:: GIVEN TASK 1 ::
Copy the entries line for line, beginning with their first line and continuing through the line that contains "x=118 y=358". Omit the pictures from your copy.

:: EXCERPTED TEXT ::
::::

The documentary, titled Access to Evil, represented arguably the most serious allegation of human rights abuses levelled against the secretive Communist state, which George W. Bush, US president, once named as part of an "axis of evil".

It was impossible to verify the BBC's claims independently or to contact the North Korean government about them, but Pyongyang has in the past denied abusing human rights.

Human rights groups have accused the international community of ignoring the country's brutal treatment of its 22m people as the world focuses instead on its pursuit of nuclear weapons.

Campaigners want the US and its partners to demand an improvement in North Korea's human rights as a condition of any deal to end its nuclear programme.

James Kelly, US assistant secretary of state, said yesterday he was "mildly optimistic" that a second round of six-party talks about the nuclear crisis would take place as early as this month.

Mr Kelly's comments came after he arrived in Seoul for talks with South Korean officials, in preparation for the expected six-way meeting, also involving North Korea, China, Japan and Russia.

North Korea has demanded economic assistance and a security assurance in return for scrapping its nuclear programme.

But critics have warned that any settlement that left Kim Jong-il, the country's leader, in power but failed to address human rights would allow the regime to continue terrorising its people.

More than 100,000 people are believed by human rights groups to be kept in prison camps in North Korea, many of them for dissent against Mr Kim's regime. Defectors have provided accounts of the camps, claiming that prisoners are subjected to torture, execution and forced abortions. Whole families are often imprisoned together if a single relative is found guilty of an offence.

"It is imperative that the international community does not continue to turn a blind eye to these atrocities," said Mervyn Thomas, chief executive of UK-based Christian Solidarity Worldwide.

::::

:: EXCERPTED DATA ::
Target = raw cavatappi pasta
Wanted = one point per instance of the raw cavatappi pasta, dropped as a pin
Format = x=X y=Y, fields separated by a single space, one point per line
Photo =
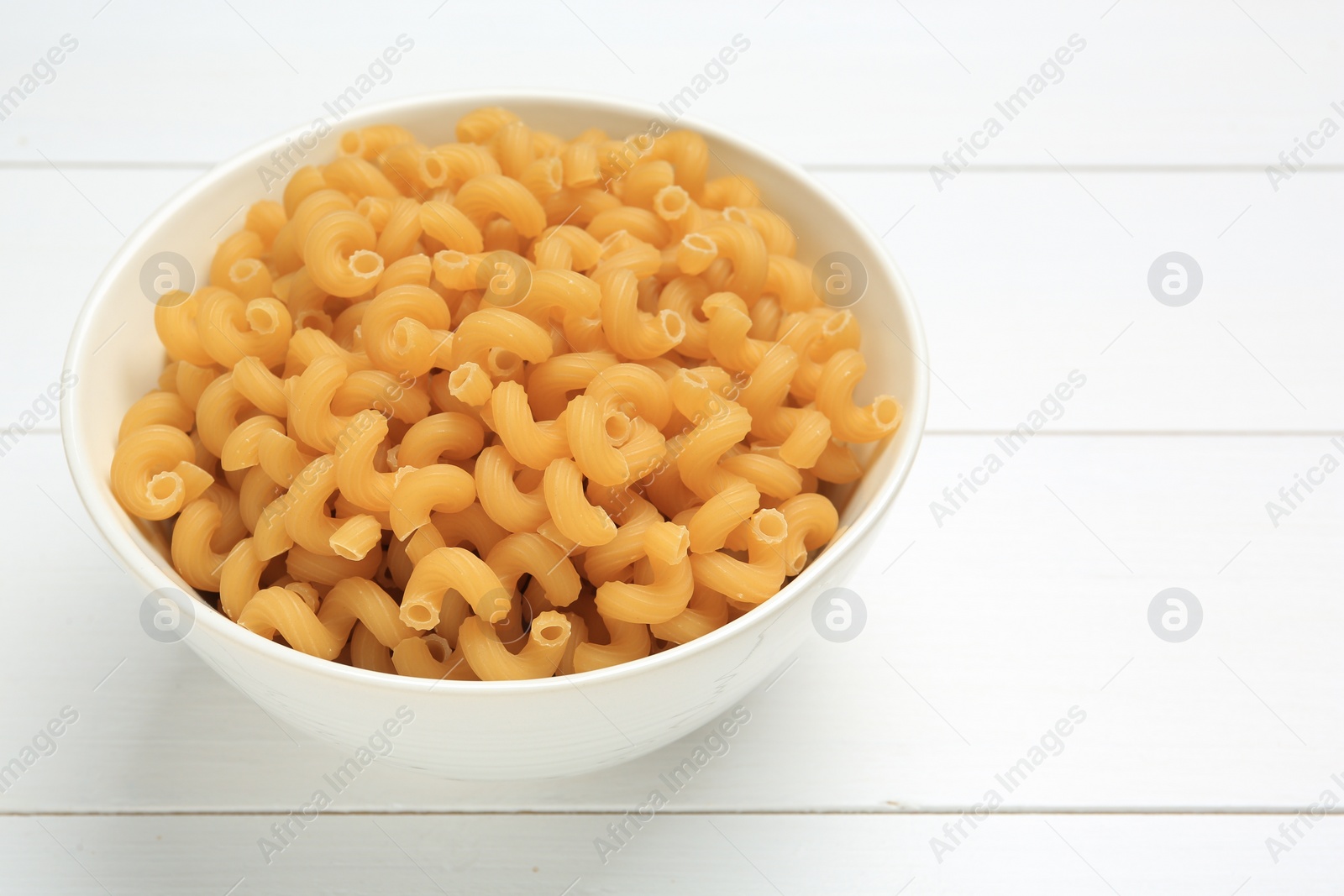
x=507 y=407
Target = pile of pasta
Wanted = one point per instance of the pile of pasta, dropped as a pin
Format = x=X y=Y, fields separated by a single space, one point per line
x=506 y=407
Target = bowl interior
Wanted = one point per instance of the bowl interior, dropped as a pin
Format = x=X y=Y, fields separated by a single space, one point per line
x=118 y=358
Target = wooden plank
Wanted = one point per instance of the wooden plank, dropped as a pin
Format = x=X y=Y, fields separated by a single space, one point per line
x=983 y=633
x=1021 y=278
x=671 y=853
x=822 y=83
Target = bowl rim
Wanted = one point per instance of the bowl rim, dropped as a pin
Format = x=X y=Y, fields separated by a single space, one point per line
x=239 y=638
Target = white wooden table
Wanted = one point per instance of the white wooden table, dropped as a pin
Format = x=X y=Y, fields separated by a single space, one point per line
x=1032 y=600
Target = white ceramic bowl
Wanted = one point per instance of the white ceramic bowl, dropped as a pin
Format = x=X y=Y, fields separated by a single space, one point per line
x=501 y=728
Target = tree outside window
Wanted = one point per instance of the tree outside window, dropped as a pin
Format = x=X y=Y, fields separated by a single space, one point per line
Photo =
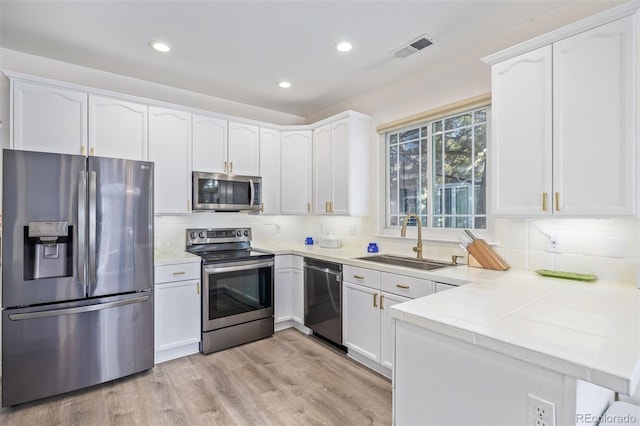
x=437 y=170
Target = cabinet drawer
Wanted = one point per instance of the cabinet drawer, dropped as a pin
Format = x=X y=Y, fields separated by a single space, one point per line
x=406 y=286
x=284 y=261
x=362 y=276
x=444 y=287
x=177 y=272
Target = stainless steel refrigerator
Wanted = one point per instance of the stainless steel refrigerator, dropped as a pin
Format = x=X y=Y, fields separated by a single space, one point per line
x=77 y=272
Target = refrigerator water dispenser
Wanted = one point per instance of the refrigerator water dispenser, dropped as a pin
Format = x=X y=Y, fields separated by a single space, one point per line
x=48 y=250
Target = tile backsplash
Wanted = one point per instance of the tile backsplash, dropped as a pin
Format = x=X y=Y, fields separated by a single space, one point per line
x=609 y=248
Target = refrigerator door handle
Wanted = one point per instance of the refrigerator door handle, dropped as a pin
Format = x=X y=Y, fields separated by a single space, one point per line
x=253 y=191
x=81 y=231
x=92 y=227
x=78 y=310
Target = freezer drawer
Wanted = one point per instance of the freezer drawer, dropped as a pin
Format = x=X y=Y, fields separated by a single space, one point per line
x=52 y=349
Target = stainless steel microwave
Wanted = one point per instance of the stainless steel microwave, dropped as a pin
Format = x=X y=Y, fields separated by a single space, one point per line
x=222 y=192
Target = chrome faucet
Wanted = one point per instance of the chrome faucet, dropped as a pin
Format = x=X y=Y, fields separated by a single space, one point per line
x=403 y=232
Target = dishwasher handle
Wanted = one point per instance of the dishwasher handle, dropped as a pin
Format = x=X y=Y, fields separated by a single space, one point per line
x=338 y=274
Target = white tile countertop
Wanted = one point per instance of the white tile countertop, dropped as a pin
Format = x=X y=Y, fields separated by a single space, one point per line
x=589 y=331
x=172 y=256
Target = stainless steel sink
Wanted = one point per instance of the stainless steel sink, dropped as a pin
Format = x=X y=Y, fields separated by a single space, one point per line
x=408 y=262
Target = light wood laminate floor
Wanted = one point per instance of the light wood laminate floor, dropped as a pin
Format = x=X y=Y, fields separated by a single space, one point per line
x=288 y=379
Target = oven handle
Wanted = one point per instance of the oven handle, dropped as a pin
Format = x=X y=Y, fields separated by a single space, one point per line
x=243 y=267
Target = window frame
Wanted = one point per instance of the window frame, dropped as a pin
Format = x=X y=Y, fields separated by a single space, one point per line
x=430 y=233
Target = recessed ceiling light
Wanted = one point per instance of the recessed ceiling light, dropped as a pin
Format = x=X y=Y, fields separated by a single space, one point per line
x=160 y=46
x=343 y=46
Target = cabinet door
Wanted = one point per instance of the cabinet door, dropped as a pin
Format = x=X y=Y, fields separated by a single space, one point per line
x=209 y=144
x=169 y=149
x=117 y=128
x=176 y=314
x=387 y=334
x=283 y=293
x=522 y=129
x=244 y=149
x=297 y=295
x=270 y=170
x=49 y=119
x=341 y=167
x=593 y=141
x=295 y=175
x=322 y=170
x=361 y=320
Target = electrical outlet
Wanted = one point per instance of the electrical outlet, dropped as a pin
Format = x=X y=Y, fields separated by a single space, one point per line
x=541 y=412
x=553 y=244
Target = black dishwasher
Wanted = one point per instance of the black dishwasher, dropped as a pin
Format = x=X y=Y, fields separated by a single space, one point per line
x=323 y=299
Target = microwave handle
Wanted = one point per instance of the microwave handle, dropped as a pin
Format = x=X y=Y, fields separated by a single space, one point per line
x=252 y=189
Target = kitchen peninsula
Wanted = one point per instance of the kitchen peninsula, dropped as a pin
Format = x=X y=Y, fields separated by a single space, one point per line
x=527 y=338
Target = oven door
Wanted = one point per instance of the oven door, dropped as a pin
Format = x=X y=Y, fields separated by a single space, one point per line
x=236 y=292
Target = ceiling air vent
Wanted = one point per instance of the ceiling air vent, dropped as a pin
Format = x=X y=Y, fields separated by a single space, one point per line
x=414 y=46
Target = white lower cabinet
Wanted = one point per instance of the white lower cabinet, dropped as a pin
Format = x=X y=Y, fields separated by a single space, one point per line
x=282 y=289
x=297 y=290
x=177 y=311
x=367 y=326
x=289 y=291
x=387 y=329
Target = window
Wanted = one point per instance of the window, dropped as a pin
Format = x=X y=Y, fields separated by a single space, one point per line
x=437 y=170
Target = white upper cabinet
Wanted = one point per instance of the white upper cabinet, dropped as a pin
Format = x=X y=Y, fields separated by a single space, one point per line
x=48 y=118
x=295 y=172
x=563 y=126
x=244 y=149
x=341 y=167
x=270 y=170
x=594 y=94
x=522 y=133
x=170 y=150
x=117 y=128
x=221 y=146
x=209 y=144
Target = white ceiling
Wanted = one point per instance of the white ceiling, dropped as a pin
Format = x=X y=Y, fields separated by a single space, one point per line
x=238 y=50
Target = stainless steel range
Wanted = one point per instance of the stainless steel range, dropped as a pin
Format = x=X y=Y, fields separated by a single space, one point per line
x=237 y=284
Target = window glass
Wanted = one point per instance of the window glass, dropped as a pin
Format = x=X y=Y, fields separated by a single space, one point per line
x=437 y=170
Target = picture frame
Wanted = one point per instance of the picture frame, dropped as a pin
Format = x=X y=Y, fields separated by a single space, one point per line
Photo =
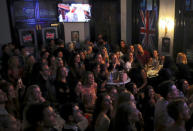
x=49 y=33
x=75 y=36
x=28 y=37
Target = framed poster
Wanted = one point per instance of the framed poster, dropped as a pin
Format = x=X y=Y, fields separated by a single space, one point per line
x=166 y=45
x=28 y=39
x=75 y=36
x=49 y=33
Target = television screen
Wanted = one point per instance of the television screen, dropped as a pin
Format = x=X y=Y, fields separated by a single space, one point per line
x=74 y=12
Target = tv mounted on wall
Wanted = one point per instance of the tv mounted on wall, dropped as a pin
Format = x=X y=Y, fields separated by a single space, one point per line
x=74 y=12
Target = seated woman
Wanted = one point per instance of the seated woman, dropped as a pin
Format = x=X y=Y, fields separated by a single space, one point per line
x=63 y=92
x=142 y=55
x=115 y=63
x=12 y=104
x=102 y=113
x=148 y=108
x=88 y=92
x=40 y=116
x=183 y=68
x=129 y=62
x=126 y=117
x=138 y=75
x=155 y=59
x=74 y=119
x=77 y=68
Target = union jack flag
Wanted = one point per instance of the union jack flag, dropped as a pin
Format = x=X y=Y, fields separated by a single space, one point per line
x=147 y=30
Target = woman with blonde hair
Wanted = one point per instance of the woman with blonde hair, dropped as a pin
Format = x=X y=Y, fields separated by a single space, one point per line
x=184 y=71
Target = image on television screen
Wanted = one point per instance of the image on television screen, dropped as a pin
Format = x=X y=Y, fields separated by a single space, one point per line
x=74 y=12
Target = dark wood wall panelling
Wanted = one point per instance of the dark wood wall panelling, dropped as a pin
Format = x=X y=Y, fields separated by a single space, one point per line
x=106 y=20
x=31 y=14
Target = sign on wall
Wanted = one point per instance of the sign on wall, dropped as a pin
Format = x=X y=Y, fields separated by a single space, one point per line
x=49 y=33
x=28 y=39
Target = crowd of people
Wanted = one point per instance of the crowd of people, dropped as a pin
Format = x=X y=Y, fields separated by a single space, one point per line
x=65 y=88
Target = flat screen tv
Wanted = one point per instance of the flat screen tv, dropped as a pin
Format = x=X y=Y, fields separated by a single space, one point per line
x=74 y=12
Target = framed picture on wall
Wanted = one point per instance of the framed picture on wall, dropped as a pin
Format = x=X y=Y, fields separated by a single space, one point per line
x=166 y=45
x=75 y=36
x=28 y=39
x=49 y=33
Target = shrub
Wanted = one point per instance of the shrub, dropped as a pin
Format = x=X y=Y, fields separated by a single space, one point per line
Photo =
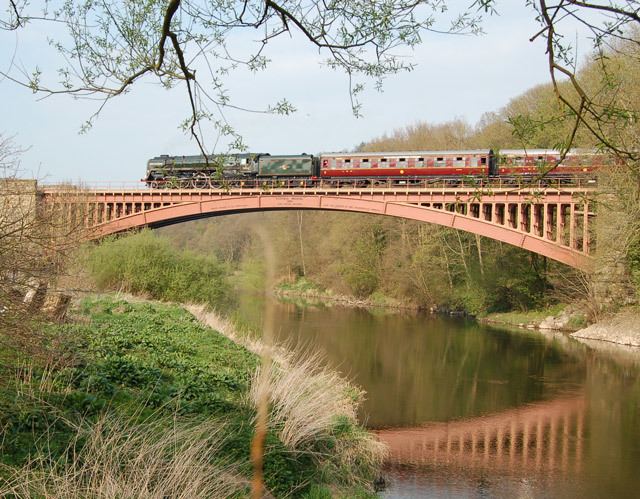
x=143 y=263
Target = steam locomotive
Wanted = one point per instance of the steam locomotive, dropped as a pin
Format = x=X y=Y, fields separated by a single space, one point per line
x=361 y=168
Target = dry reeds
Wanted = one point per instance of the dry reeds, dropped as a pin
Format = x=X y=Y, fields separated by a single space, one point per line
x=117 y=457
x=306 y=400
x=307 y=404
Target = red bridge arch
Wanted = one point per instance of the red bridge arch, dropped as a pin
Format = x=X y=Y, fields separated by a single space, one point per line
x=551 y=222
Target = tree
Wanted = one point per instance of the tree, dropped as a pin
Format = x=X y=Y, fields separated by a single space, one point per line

::::

:: GIVEN TASK 2 ::
According to the excerpt on North Korea, how did James Kelly describe his outlook on a second round of six-party talks?

:: FINISHED ANSWER 1 ::
Target = raw cavatappi pasta
Wanted = one point per instance of the raw cavatappi pasta, dropped as a pin
Format = x=X y=Y, fields separated by a single space, one point per line
Photo =
x=507 y=407
Target = pile of pasta
Wanted = one point per instance of the pile of pasta, dropped as a pin
Format = x=X y=Y, fields separated by a single space, one point per line
x=506 y=407
Target = bowl interior
Wanted = one point per instance of the bowl interior, dropped as a pin
Format = x=X y=Y, fields separated by a single space, one point per line
x=118 y=358

:: FINISHED ANSWER 2 ::
He said he was "mildly optimistic" that the talks would take place as early as this month.